**WHAT YOU WILL DO:**
Count how many lines in the material below contain the string "target". Reply with the number alone.

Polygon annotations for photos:
*-*-*

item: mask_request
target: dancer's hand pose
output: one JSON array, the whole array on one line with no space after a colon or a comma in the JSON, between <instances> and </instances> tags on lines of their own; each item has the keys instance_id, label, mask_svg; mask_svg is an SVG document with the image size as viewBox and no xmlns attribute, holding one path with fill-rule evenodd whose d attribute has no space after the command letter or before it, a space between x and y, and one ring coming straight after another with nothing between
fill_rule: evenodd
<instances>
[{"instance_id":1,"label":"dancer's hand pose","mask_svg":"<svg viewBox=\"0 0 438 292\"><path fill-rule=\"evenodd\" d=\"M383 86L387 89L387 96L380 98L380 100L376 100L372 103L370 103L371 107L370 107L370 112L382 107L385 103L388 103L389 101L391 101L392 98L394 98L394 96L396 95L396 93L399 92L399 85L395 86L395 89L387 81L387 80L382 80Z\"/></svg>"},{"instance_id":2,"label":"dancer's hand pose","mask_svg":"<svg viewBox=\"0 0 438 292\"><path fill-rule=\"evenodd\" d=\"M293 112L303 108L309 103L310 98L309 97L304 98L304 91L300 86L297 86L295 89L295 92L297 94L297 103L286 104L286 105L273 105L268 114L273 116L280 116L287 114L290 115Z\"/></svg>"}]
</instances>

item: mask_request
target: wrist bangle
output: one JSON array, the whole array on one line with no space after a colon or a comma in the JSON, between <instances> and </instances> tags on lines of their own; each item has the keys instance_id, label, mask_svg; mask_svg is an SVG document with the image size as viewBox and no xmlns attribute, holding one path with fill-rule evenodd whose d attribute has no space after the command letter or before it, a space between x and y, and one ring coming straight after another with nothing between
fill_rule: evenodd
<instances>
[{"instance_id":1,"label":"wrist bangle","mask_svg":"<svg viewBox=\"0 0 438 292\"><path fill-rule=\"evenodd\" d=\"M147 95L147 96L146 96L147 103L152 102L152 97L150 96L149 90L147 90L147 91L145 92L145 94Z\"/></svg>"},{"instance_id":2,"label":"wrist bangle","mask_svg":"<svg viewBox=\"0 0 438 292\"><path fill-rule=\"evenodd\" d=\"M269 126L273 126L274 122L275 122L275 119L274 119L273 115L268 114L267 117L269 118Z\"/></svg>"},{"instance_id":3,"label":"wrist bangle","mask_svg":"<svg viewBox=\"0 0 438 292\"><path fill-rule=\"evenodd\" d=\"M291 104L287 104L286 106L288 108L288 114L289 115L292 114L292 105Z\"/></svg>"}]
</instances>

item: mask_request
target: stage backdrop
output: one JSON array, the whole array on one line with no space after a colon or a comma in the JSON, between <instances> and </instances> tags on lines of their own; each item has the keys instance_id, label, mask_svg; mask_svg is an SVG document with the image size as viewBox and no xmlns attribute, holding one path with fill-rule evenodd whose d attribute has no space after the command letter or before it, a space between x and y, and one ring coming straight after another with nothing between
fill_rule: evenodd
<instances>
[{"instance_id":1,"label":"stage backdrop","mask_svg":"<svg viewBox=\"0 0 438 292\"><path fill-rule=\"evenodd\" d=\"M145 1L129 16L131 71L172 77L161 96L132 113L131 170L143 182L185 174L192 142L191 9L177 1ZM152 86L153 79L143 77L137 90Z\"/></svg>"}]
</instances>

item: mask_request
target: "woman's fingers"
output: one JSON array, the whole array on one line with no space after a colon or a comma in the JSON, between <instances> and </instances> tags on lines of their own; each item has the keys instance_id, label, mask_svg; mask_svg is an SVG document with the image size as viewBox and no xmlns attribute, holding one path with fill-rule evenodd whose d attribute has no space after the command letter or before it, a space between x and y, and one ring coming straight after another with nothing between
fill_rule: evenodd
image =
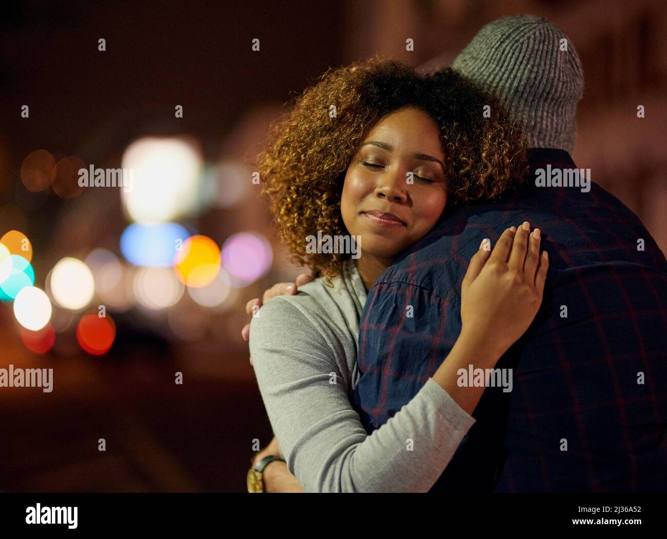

*-*-*

**ANSWER FOR THIS EXERCISE:**
4